-- GOAL --
Reproduce every line in the material below that contains the string "stone".

** start of RECORD EXCERPTS **

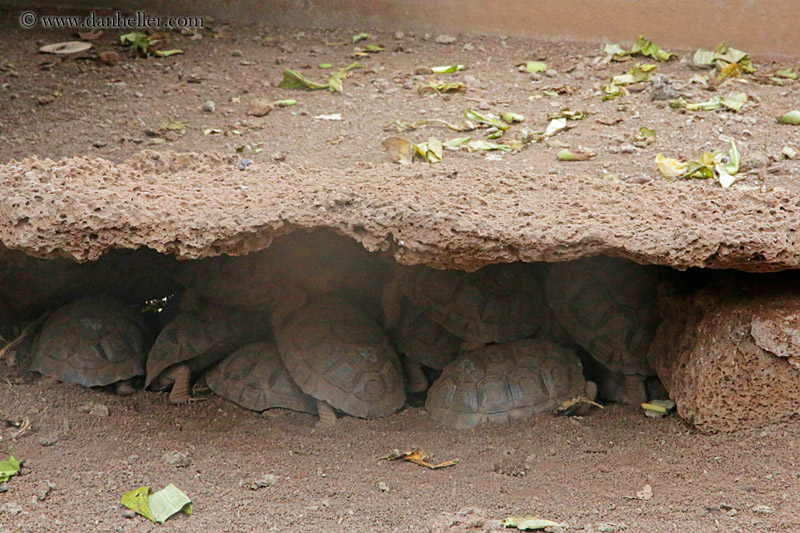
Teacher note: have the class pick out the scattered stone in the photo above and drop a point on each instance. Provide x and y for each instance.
(176, 459)
(260, 107)
(109, 57)
(12, 508)
(661, 88)
(96, 409)
(445, 39)
(266, 481)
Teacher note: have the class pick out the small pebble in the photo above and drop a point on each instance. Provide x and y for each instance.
(445, 39)
(176, 459)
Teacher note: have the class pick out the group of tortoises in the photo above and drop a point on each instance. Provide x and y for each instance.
(507, 340)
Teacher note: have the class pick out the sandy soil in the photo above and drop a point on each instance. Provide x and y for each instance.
(580, 472)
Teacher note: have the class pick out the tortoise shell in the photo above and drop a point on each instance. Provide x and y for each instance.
(202, 337)
(92, 341)
(254, 377)
(337, 354)
(498, 303)
(608, 306)
(503, 382)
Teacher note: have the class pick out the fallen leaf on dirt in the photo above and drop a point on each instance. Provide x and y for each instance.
(400, 150)
(9, 467)
(447, 69)
(416, 456)
(577, 155)
(91, 35)
(294, 80)
(788, 73)
(556, 125)
(535, 66)
(439, 87)
(69, 47)
(658, 408)
(569, 115)
(792, 117)
(642, 46)
(528, 522)
(511, 117)
(734, 102)
(157, 506)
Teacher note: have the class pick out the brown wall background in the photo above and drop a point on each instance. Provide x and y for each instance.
(758, 26)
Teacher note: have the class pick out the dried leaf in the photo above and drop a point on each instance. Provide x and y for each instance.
(528, 522)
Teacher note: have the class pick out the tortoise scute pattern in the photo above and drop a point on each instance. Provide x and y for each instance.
(254, 377)
(92, 341)
(504, 382)
(201, 338)
(607, 305)
(335, 353)
(498, 303)
(423, 340)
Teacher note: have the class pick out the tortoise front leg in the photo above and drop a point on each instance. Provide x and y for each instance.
(181, 376)
(327, 416)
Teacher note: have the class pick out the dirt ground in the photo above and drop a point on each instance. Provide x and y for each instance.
(584, 473)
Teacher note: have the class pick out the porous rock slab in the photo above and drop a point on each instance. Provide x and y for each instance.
(196, 206)
(728, 353)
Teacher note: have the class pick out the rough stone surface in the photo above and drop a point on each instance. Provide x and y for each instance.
(724, 354)
(198, 206)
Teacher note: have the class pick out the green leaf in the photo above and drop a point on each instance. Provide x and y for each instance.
(474, 116)
(569, 155)
(646, 47)
(528, 522)
(448, 69)
(456, 142)
(787, 73)
(556, 125)
(512, 117)
(535, 66)
(167, 53)
(157, 506)
(169, 501)
(137, 500)
(9, 467)
(294, 80)
(792, 117)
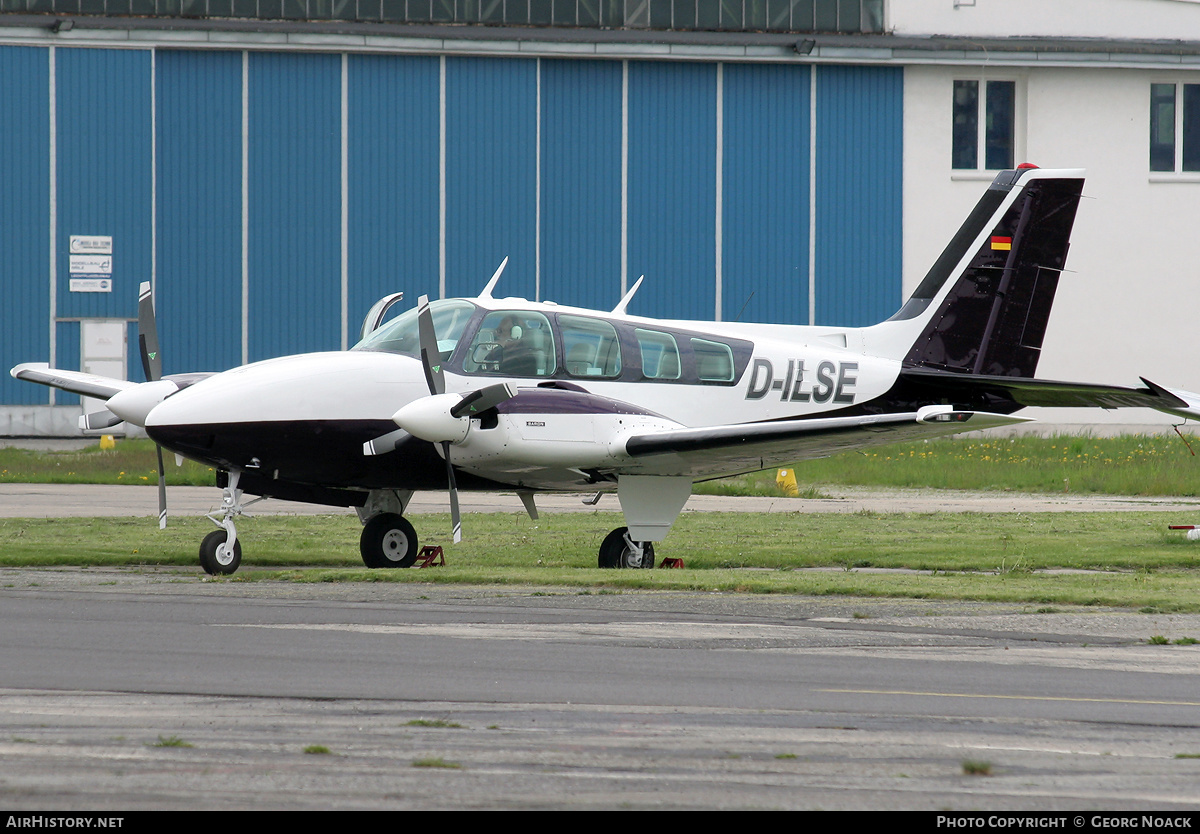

** end of RECORD EXCERPTS **

-- RESULT FOR THIS EXERCISE --
Teacher note: have the class pick out the scattered stone in the photo above and drop a point on each instance. Provide x and y for each instance.
Teacher note: have the class pick out the rough stone surface in the photo above and drop a point on each instance. Provide x and y for each instance.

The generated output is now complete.